--- BEGIN Reading passage ---

The aftermath of US-Korea missile range extension agreement

Posted on : 2012-10-09 15:25 KST Modified on : 2019-10-19 20:29 KST
Decision to extend firing range and weight of warheads provokes questions at home and abroad
 chairman of the Joint Chiefs of Staff
chairman of the Joint Chiefs of Staff

By Ha Eo-young, with reporting from Hankyoreh correspondents in Washington, Beijing and Tokyo

Controversy is raging over a change to South Korean missile guidelines that puts all of North Korea and parts of China, Japan, and Russia in firing range.

Some have said the decision should be subject to National Assembly controls as a sovereign act by the government. There are also lingering fears that South Korea is being pulled into the United States missile defense system. Washington, Tokyo, Beijing, and Russia have been divided in their responses to the decision.

Treaty or guideline?

--- END Reading passage ---
--- BEGIN Available records ---

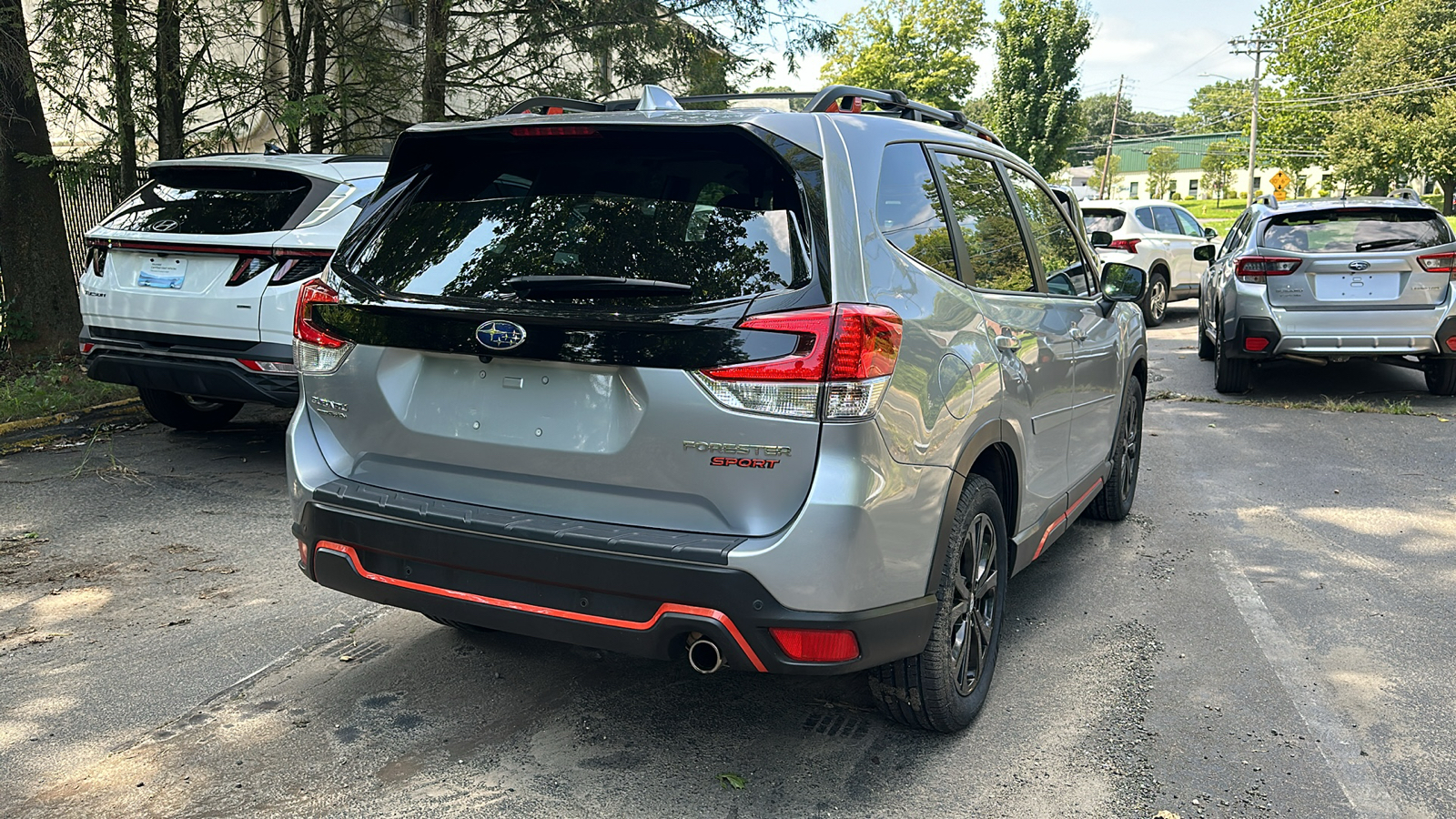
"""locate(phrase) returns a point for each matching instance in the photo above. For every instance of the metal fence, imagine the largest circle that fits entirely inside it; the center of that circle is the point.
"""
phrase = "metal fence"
(87, 194)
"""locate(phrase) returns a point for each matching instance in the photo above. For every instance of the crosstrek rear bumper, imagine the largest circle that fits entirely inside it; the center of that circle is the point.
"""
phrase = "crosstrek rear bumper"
(622, 602)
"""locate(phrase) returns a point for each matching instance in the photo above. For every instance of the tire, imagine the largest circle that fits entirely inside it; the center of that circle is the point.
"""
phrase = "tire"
(1230, 375)
(465, 627)
(1116, 499)
(1441, 376)
(188, 413)
(1155, 302)
(944, 687)
(1206, 347)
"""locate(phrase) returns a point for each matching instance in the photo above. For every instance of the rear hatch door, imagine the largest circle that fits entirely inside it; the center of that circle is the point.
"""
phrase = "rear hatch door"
(193, 251)
(1365, 258)
(531, 317)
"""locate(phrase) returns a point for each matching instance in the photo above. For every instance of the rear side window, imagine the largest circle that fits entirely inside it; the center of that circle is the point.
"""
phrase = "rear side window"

--- END Available records ---

* _Requirements_:
• a. Reproduce the missile range article from "The aftermath of" up to and including "Treaty or guideline?".
• b. How many lines of the records contain the string "metal", counting only matches with the same case? Reply with the number alone.
The article and the records come from separate sources.

* _Expected answers_:
• a.
The aftermath of US-Korea missile range extension agreement

Posted on : 2012-10-09 15:25 KST Modified on : 2019-10-19 20:29 KST
Decision to extend firing range and weight of warheads provokes questions at home and abroad
 chairman of the Joint Chiefs of Staff
chairman of the Joint Chiefs of Staff

By Ha Eo-young, with reporting from Hankyoreh correspondents in Washington, Beijing and Tokyo

Controversy is raging over a change to South Korean missile guidelines that puts all of North Korea and parts of China, Japan, and Russia in firing range.

Some have said the decision should be subject to National Assembly controls as a sovereign act by the government. There are also lingering fears that South Korea is being pulled into the United States missile defense system. Washington, Tokyo, Beijing, and Russia have been divided in their responses to the decision.

Treaty or guideline?

• b. 2